Exercise goal
What follows is a set of entries. Give them again exactly, without the pictures.

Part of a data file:
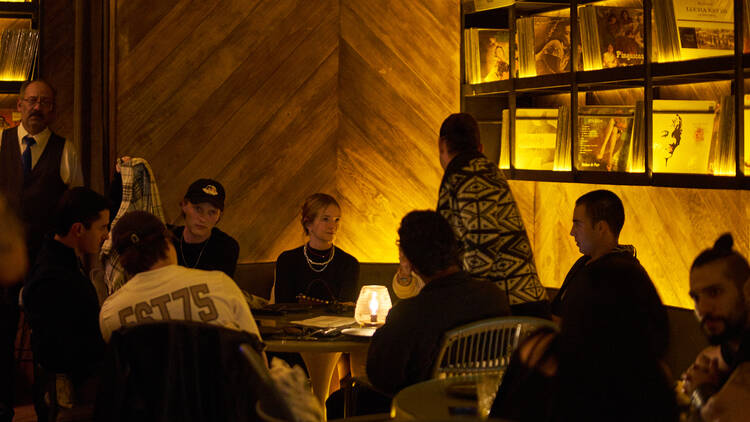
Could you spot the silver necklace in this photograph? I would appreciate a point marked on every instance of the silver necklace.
(310, 262)
(182, 254)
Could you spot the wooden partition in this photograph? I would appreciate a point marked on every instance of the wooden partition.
(669, 227)
(278, 99)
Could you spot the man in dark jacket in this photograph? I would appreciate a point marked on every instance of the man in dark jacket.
(59, 298)
(403, 351)
(598, 218)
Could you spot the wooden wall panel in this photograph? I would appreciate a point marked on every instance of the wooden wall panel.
(280, 99)
(241, 91)
(399, 80)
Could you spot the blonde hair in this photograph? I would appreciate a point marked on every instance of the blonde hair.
(312, 207)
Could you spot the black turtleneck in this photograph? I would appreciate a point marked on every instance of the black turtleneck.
(337, 281)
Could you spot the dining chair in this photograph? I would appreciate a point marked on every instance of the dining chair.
(483, 347)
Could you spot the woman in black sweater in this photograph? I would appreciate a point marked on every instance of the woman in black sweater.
(317, 270)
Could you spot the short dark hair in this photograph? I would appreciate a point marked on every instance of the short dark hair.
(26, 84)
(460, 132)
(78, 205)
(428, 242)
(604, 205)
(140, 240)
(737, 268)
(313, 205)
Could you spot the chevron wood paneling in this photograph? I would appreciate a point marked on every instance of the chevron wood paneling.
(668, 227)
(282, 98)
(399, 80)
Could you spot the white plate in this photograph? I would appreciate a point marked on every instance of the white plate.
(359, 332)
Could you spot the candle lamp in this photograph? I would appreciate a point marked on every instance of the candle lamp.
(373, 305)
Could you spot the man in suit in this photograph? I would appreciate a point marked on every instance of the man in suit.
(36, 167)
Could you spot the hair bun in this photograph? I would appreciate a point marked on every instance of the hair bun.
(724, 242)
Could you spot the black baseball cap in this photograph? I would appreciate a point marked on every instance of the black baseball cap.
(206, 190)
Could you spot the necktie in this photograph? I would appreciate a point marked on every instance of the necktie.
(26, 156)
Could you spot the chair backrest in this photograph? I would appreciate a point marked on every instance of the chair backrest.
(178, 371)
(483, 346)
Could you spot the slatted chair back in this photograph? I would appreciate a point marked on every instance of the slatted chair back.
(483, 347)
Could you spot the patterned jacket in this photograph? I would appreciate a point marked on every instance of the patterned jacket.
(477, 202)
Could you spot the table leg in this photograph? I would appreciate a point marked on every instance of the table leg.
(320, 367)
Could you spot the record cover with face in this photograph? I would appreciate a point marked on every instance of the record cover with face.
(493, 54)
(604, 137)
(620, 31)
(551, 44)
(682, 132)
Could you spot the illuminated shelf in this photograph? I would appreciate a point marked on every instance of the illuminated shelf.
(487, 101)
(10, 86)
(9, 9)
(20, 10)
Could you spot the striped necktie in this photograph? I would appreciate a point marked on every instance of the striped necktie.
(29, 141)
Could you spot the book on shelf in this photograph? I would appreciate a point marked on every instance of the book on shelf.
(682, 134)
(9, 118)
(486, 55)
(605, 138)
(542, 137)
(543, 45)
(471, 6)
(18, 49)
(611, 36)
(691, 29)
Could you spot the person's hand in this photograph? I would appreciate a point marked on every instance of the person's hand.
(705, 370)
(123, 159)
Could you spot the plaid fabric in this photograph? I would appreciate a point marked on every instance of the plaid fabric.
(139, 193)
(478, 203)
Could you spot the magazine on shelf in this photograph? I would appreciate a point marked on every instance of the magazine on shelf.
(18, 49)
(691, 29)
(471, 6)
(486, 54)
(604, 138)
(9, 118)
(543, 45)
(746, 160)
(541, 138)
(681, 138)
(611, 36)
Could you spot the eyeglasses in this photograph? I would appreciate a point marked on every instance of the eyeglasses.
(44, 102)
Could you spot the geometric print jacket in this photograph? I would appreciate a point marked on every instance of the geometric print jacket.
(477, 202)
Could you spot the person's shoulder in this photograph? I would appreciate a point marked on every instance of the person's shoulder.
(290, 254)
(176, 230)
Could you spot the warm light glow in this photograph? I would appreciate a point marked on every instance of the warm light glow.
(373, 305)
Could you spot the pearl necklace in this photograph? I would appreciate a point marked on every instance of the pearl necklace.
(182, 254)
(310, 262)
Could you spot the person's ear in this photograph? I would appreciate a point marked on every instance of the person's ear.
(77, 229)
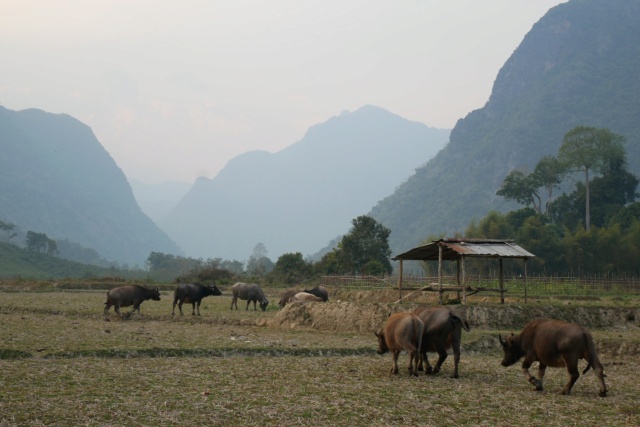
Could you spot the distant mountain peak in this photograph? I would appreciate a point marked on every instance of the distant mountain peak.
(298, 199)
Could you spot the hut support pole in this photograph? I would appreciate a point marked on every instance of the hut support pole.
(440, 273)
(458, 276)
(501, 283)
(400, 280)
(464, 288)
(525, 280)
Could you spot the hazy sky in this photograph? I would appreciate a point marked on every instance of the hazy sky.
(175, 89)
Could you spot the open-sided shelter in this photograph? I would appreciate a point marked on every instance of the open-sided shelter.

Solution to the exercise
Could you spot the silver necklace in this photograph? I would appreciate a point marked on every instance of the silver necklace.
(310, 262)
(182, 254)
Could you spot the wooden partition in this photograph? I would appreciate a point marked on every instance of the wooden partition.
(669, 227)
(278, 99)
Could you spot the man in dark jacket in this photograph? I would appreciate a point marked on every instance of the man in dark jacket.
(59, 298)
(403, 351)
(598, 218)
Could you spot the wooden wall panel in this photograph? I would appreciate a point marked on every instance of the wooden wall panel.
(280, 99)
(241, 91)
(399, 80)
Could you spot the blonde hair in this photograph? I would appreciate a point marked on every instance of the blonde hair.
(312, 207)
Could you spot the black turtleneck in this photograph? I would appreciate a point marked on every instance of the black turtleneck.
(337, 281)
Could you spot the dining chair in this photograph? I would appreciate a point marked on every instance of the dining chair.
(483, 347)
Could you spot the woman in black sweater in this photograph? I would appreciate a point marked on every instance of the woman in black sweater.
(317, 270)
Could you spot the short dark hair in this photograph? I would appreciate a point marked on every instance of the short dark hair.
(26, 84)
(460, 132)
(78, 205)
(428, 242)
(604, 205)
(140, 240)
(737, 268)
(313, 205)
Could you spot the chevron wood paneling in this photograph? I would appreciate a point marked on every instance of the chevron wood paneling.
(668, 227)
(282, 98)
(399, 80)
Could you spot the white plate in this photograph? I would appreciate a point marked on every instance of the white plate.
(359, 332)
Could you spot the candle lamp in this photograph? I would appreciate a point marked on every instance of the candle lamp.
(373, 305)
Could you spot the man in suit in this photograph? I would appreciate a point marked on every instance of the man in suit.
(36, 167)
Could you spot the hair bun in this photograph? I would appreciate a point marked on every instance of the hair bun.
(724, 242)
Could you spot the black baseball cap in this photograph? I would appreciate a point marked on every instance of the black baseball cap.
(206, 190)
Could you spot the necktie in this photograph? I would appreciate a point marked on every instance of the necktie.
(26, 156)
Could you spot the chair backrest in this photograph? I would appreciate a point marked on every instance of the chair backrest.
(178, 371)
(483, 346)
Could you spot the slatted chair back in this photograph? I would appreciate a point marked on every instance of the slatted chair back.
(483, 347)
Could you spot the patterned jacket in this photograph? I would appreciate a point marked on every instance of the patterned jacket.
(477, 202)
Could you spot the table leg in this photograph? I would appreciate a point marked on every instance of the table leg.
(320, 367)
Could you spot the record cover with face in this photograph? I would appreciate a point marked on every instance of the record cover with face.
(493, 54)
(604, 137)
(620, 31)
(551, 44)
(682, 132)
Could you spot the illuminated shelf in this photograph? I would appreciate a point marked on every instance of the illuminated shelf.
(487, 101)
(10, 86)
(9, 9)
(20, 10)
Could you spot the striped necktie in this photograph? I would appreciate a point marked on every instance of the striped necktie.
(29, 141)
Could you spot the book on shelf in this photograph? I would appreciate a point marked on every instance of the book on shelf.
(682, 134)
(9, 118)
(486, 55)
(605, 138)
(542, 137)
(543, 45)
(471, 6)
(18, 49)
(611, 36)
(691, 29)
Could you spot the person's hand in this photograph? I would appreciate a point marked on every instance of the person's hand.
(705, 370)
(123, 159)
Could you spot the plaid fabric in this photograph? I would appreciate a point marked on every instance of the plaid fabric.
(139, 193)
(478, 203)
Could you spot the magazine on shelf in this photograph? I would appreciate a point marked on every instance of the magazine on shelf.
(18, 49)
(691, 29)
(471, 6)
(486, 54)
(604, 138)
(9, 118)
(543, 45)
(746, 160)
(541, 138)
(681, 138)
(611, 36)
Could you spot the eyeglasses in this photograph? I would appreciate a point marked on every instance of the eyeglasses.
(44, 102)
Could you spot the geometric print jacket in this photograph? I would appreciate a point marked on every instance of the geometric print jacket.
(477, 202)
Could you spot the person's shoulder in this photograph? I would appreciate a point marked on every instance of the person's shoulder.
(290, 254)
(176, 230)
Could you spot the warm light glow in this photograph? I would appreciate a point marked on every instance of the warm light glow.
(373, 305)
Could you spot the pearl necklace in this photograph? I would appreciate a point marked on every instance of the pearl necklace.
(182, 254)
(310, 262)
Could you spot the person's ear in this photograph? I would appreciate a point marked on every instance of the person's ear.
(77, 229)
Could you spot the distant mountain peak in this photograph? I would appreciate a point marked on every instance of the distant mountain peak.
(298, 199)
Could you spot the hut support pole in this photograph? I would appreciate a point marked on every instance of the hut support pole.
(440, 273)
(458, 276)
(501, 283)
(400, 280)
(464, 288)
(525, 280)
Could you spot the hazy sky in this photograph? I would appreciate a point marked on every instance of the hazy sky.
(175, 89)
Could you spot the open-sided shelter in this photograph? I would appreciate a point marked on every instance of the open-sided shelter.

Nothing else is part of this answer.